**Raw data**:
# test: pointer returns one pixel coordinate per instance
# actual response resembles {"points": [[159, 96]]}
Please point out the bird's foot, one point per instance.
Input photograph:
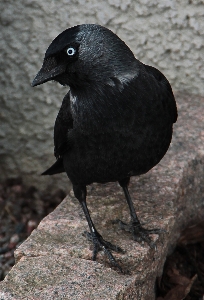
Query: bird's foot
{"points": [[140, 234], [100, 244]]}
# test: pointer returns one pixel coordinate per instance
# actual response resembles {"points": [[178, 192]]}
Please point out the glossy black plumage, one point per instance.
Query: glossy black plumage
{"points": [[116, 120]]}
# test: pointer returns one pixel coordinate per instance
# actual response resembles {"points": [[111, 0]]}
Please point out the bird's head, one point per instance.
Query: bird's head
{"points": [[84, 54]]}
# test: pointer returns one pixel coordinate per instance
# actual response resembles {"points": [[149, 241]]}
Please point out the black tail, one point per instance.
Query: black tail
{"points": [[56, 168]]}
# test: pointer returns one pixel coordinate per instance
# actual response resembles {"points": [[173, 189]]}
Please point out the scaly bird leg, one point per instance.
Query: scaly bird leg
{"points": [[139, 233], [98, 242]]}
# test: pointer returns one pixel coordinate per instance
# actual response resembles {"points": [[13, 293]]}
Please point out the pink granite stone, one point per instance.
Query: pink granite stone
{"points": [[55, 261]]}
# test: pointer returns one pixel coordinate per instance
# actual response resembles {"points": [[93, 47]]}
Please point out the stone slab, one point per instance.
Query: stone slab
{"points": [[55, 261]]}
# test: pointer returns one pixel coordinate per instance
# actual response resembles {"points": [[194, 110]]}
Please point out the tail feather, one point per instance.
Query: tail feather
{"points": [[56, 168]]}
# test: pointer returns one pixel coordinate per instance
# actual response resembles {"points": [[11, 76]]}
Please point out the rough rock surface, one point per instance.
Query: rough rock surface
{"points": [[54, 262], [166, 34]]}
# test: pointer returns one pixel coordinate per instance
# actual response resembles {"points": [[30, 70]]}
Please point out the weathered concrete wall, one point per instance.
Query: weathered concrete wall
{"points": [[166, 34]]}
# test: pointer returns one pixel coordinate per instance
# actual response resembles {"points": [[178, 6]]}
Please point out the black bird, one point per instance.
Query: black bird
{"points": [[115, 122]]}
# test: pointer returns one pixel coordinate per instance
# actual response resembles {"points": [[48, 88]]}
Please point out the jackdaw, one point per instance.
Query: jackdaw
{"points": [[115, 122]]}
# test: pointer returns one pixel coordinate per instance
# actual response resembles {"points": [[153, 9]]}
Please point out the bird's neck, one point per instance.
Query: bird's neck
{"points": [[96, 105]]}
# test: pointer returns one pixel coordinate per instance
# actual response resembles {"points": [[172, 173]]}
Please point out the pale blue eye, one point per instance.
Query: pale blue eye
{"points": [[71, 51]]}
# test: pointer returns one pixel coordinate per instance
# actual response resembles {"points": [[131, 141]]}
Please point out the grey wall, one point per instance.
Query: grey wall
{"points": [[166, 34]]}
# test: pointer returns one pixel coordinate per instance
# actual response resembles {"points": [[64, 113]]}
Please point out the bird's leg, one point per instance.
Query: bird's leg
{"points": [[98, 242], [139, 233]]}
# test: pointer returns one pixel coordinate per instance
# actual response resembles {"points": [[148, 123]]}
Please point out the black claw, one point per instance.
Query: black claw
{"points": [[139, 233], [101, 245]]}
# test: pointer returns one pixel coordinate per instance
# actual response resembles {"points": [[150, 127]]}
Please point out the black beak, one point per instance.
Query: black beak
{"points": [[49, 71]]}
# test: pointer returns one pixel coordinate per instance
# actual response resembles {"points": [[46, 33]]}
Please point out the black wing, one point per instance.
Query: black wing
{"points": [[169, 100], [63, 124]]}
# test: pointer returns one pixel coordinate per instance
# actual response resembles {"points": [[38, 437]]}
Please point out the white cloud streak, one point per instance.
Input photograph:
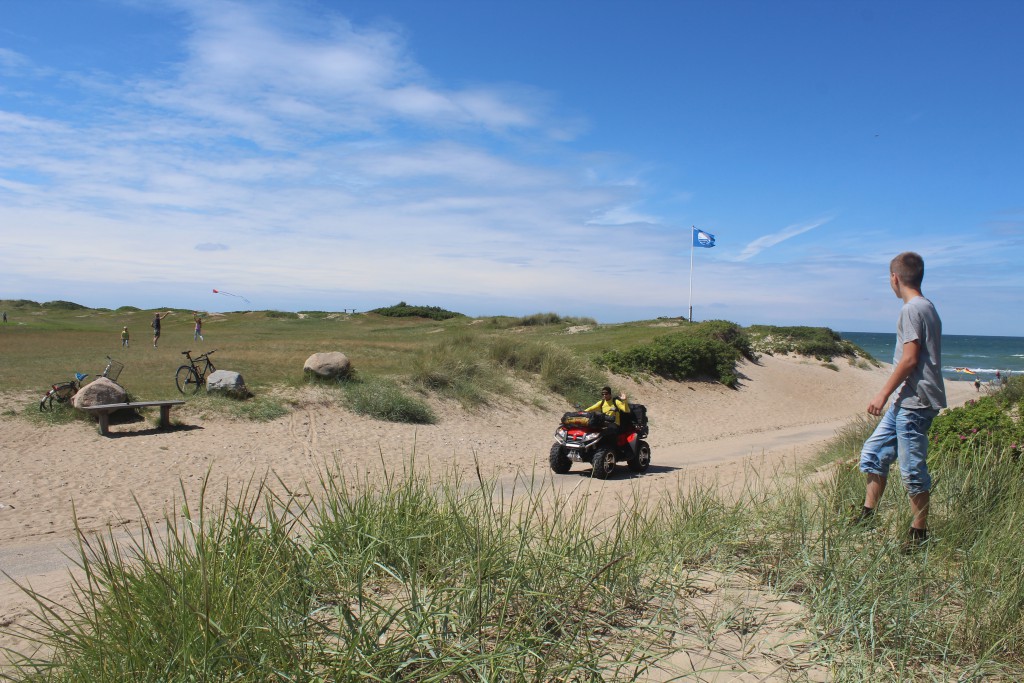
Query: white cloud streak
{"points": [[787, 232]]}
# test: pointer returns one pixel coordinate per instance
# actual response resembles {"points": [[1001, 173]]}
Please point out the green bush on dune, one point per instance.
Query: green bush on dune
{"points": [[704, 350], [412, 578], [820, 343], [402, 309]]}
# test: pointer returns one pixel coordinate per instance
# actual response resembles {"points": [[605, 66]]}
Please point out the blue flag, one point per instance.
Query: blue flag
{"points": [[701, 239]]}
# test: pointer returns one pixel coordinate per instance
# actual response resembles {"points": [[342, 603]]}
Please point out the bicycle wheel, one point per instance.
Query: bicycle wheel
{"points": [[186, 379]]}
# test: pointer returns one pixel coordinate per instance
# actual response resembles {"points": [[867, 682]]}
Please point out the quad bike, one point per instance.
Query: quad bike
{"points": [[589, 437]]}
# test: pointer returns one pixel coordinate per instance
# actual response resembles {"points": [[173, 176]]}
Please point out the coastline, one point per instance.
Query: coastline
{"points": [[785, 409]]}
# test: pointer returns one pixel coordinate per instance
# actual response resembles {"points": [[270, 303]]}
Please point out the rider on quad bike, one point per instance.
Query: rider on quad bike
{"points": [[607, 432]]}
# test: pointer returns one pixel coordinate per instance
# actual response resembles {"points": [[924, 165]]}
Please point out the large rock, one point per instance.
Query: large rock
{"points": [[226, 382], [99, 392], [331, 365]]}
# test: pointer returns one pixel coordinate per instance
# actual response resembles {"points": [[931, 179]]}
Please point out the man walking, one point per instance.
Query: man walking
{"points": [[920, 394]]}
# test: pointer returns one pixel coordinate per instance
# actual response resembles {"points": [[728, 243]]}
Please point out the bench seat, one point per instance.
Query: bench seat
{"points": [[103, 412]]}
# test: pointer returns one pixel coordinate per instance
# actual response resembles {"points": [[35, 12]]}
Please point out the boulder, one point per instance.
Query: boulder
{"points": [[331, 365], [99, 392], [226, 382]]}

**About this task**:
Repeat the data in full, exactly as it stands, but drop every picture.

**Response for this exercise**:
# test: pointer returns one pixel coordinate per instance
# actual response resembles {"points": [[159, 96]]}
Please point out the bird's foot, one point per instance.
Input photograph:
Query: bird's foot
{"points": [[140, 234], [100, 244]]}
# test: pointer returns one pixel coordinate per instance
# actual response resembles {"points": [[178, 192]]}
Please point out the glossy black plumage, one point per instance.
Query: glossy black plumage
{"points": [[116, 120]]}
# test: pointer returns one pixel coordinate per instance
# actual response resembles {"points": [[111, 0]]}
Please point out the bird's head, one point per instance.
Query: bird's head
{"points": [[84, 54]]}
# test: pointer returns one pixel coordinate per instance
# actual response resembles {"points": [[149, 241]]}
Please point out the black tail, one point per instance.
Query: black tail
{"points": [[56, 168]]}
# test: pointer returns one pixel coordinate per instance
# actual response resembles {"points": [[173, 189]]}
Please point out the scaly bird leg, one point per instance.
Query: scaly bird leg
{"points": [[139, 233], [98, 242]]}
# test: pointer returns one pixel coordinate per instance
# actual response resembles {"points": [[13, 293]]}
Please point out the pink granite stone, one point per instance.
Query: pink granite stone
{"points": [[55, 261]]}
# test: pointer returns one pixel coordinate per instance
# actual response resembles {"points": [[93, 47]]}
Please point out the stone slab, one point per instance.
Query: stone slab
{"points": [[55, 261]]}
# test: pointer returns one pixel coordinate per instance
# actual response resembles {"points": [[194, 110]]}
Please point out the tail feather, one point per instance.
Query: tail feather
{"points": [[56, 168]]}
# test: pointer returns one pixel coordinate per instance
# actual response resembles {"points": [[11, 76]]}
Please point out the rough rock surface, one point per instance.
Query: rough rock surface
{"points": [[54, 262], [166, 34]]}
# test: pointer returns one pixel coordinate per instance
# actual response resembles {"points": [[30, 70]]}
Please point out the weathered concrete wall, one point per instance.
Query: weathered concrete wall
{"points": [[166, 34]]}
# test: pointer returns one pixel coordinate per instance
# actual response resembles {"points": [[178, 6]]}
Please point out the black bird, one point per instance.
Query: black bird
{"points": [[115, 122]]}
# test: pointer returns one pixel coordinate per instance
# actual response resembles {"points": [[48, 88]]}
Please point out the jackdaw, one point per instance.
Query: jackdaw
{"points": [[115, 122]]}
# test: pointer returns one pixel coordinate per instance
# actual response resembles {"points": [[153, 9]]}
Please point out the bird's neck, one point per instance.
Query: bird's neck
{"points": [[96, 105]]}
# test: pointer returns one pixel coordinate per instance
# actual response resembles {"points": [[172, 173]]}
Please point out the pale blue eye, one point per instance.
Query: pale blue eye
{"points": [[71, 51]]}
# test: pointer returns one pixel coordinate per instance
# actual response resembles {"points": [[131, 141]]}
Please point out the grey wall, one point per instance.
Query: grey wall
{"points": [[166, 34]]}
# test: pointer returns one pixel coordinate per instance
# actual response resembles {"points": [[64, 113]]}
Please point out the bird's leg, one point per instance.
Query: bird's leg
{"points": [[98, 242], [139, 233]]}
# test: pointer returns one pixel coordinate per instance
# actual response resembles {"points": [[148, 123]]}
Please point out the black claw, one point per instance.
Query: black claw
{"points": [[139, 233], [101, 245]]}
# test: pointer returns one pixel coordinate per instance
# actual response resembles {"points": [[150, 127]]}
Please point out the black beak, one point per instance.
Query: black beak
{"points": [[49, 71]]}
# test: pointer returns one pixel coordinate per instance
# actual response resembles {"points": [[46, 33]]}
Please point out the black wing, one point per instance.
Query: black wing
{"points": [[169, 100], [63, 124]]}
# test: pointer returns one pixel coordinate per instance
# actual response resembles {"points": [[38, 437]]}
Please point out the white cloud streak, one point per instance.
Input photograph:
Query: white cloud streak
{"points": [[787, 232]]}
# test: pointer returns one pixel coordinate per instance
# actual response resembles {"points": [[1001, 173]]}
Please point out the green bush on dune, one point per instance.
Query: green bush on dune
{"points": [[704, 350], [412, 578], [820, 343], [402, 309]]}
# test: pointer returns one pixel coordinate per instance
# actual response resembles {"points": [[605, 66]]}
Please point out the blue flag, one point per instance.
Query: blue flag
{"points": [[701, 239]]}
# test: pointer returns one pixel coordinate per instance
# actual response resembles {"points": [[342, 603]]}
Please point out the bicycle wheel, one point per instance.
Query: bicycle wheel
{"points": [[186, 379]]}
# test: pointer returns one pixel coordinate per instance
# actual response resembles {"points": [[867, 682]]}
Please point out the quad bike, one point per instance.
Query: quad bike
{"points": [[589, 437]]}
# test: pointer returns one pixel coordinate per instance
# actual response resembles {"points": [[173, 176]]}
Please point out the coastline, one point per instance.
Query: coastline
{"points": [[785, 409]]}
# test: pointer returns one pixel coordinate per instance
# actual response resembles {"points": [[270, 303]]}
Please point out the rider on quad bike, one point per instance.
Query: rider on quad bike
{"points": [[607, 432]]}
# test: pointer returns one pixel coordinate per instance
# actual response resembles {"points": [[924, 165]]}
Please point out the large rock, one point per instance.
Query: large rock
{"points": [[226, 382], [99, 392], [331, 365]]}
# test: pointer returns one pixel coordinate per instance
# actual response resembles {"points": [[931, 179]]}
Please point out the man walking, one point per instance.
Query: man walking
{"points": [[920, 394]]}
# test: pointer returns one pixel coordinate per instance
# actual response resembles {"points": [[728, 243]]}
Please point out the bench seat, one point per instance.
Query: bench seat
{"points": [[103, 412]]}
# test: pointer returns one pixel coordinate per instance
# actual response resembles {"points": [[35, 12]]}
Please point out the boulder, one point per instance.
Query: boulder
{"points": [[331, 365], [99, 392], [226, 382]]}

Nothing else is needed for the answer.